▸ Action item: Continue the R correlation worksheet below, picking up right after its last sentence.

▸ Extract to read:
Describe what the code below is doing and summarzie the next 2 TODOs in 2-3 sentences. The code is examining the correlation between variable and determining the most positive and negative correlation and skipping over any NA values. The saaH2O has the most positive correlation while polar.req has the most negative correlation in the data set.

which(cor_ == max(cor_, na.rm = T), arr.ind = T)
##        row col
## saaH2O   8   2
max(cor_, na.rm = T)
## [1] 0.99
min(cor_, na.rm = T)
## [1] -0.87
which(cor_ == min(cor_, na.rm = T), arr.ind = T)
##           row col
## polar.req  10   7

Plot 0: Scatterplot matrix

Make a scatterplot matrix of all of the data. Included the following variables: 1.MW.da 2. vol 3. pol 4. H2Opho.34 5. polar.req PLUS 2 others (6 total) NOTE: Depending on how you do this you may have to make sure the first column doesn’t go into the plotting command

Write 1-2 sentences describing what this below code does in your scatter plot matrix below This an R function that can found in the help file. This function creates a pair correlation matrix to visualize correlation in large datasets.

▸ Data shown:
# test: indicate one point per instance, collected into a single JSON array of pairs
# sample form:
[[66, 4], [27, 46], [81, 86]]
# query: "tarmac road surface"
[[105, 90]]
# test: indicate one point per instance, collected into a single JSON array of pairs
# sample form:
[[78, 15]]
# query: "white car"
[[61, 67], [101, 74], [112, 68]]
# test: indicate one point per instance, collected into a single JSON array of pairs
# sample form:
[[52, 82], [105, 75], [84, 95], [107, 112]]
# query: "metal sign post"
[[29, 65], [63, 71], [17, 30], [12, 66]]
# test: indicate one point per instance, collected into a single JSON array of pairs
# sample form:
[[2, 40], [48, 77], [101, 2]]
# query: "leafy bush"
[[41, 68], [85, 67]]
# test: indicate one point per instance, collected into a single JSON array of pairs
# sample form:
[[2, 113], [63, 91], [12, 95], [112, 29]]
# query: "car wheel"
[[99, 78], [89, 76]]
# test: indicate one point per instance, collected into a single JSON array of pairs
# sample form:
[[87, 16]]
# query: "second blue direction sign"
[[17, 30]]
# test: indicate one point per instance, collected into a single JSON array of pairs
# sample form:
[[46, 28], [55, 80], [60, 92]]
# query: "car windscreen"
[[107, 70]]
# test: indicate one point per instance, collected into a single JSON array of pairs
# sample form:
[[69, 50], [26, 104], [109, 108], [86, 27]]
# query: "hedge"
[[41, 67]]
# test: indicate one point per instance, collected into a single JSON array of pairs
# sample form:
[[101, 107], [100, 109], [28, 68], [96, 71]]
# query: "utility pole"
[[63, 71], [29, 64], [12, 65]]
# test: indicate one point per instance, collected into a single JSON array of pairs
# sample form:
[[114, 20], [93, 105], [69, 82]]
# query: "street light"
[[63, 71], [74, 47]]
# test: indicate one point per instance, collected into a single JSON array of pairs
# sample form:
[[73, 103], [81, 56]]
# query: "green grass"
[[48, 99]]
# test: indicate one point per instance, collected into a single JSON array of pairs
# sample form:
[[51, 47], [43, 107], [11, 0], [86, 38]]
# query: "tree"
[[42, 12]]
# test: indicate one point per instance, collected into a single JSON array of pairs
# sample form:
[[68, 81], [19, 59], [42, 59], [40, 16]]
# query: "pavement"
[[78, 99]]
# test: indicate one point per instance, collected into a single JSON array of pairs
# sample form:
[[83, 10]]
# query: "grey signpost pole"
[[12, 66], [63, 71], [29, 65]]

▸ Answer section:
panel.cor <- function(x, y, digits = 2, prefix = "", cex.cor,...)
{
  usr <- par("usr"); on.exit(par(usr))
  par(usr = c(0, 1, 0, 1))
  r <- abs(cor(x, y))
  txt <- format(c(r, 0.123456789), digits = digits)[1]
  txt <- paste0(prefix, txt)
  if(missing(cex.cor)) cex.cor <- 0.8/strwidth(txt)
  text(0.5, 0.5, txt, cex = cex.cor * r)
}

WRITE 2-3 sentences describing the relationships between the 6 variables you plotted; which have strong correlations which ones weak, which ones have non-linear relationships.

The most positive correlations are between MW.da and saaH2O, vol and saaH2O, and Mw.da and vol which all have correlations above .90.These are also strong correlations as indicated by the number and the size of the number in the plot. Weaker correlations can be seen between variables like pol and faal.fold and H2Opho.34 and pol. The weakest correlations can be seen between saaH2O and faal.fold, polar.req and saaH2O, Mw.da and polar.req to name a few. These show non-linear relationships.

plot(aa_dat[,c("MW.da", "vol", "pol", "H2Opho.34", "polar.req", "saaH2O", "faal.fold")],
     panel = panel.smooth, 
     upper.panel = panel.cor , 
     main = "Example")

Plot 1: Replication Higgs and Attwood Figure 2.8

  1. Make a plot that matches Figure 2.8 on page 26 of the Higgs and Atwood chapter 2. Make sure you have plotted the corrext axes.
  2. Label the x and y axes
  3. Indicate what is doing the main plotting and what is adding the text labels.
  4. Write 1-2 sentences describing what the plot represents.

This plot is comparing two properties of aminoacids, the isoelectic point and the volumes to visualize these properties.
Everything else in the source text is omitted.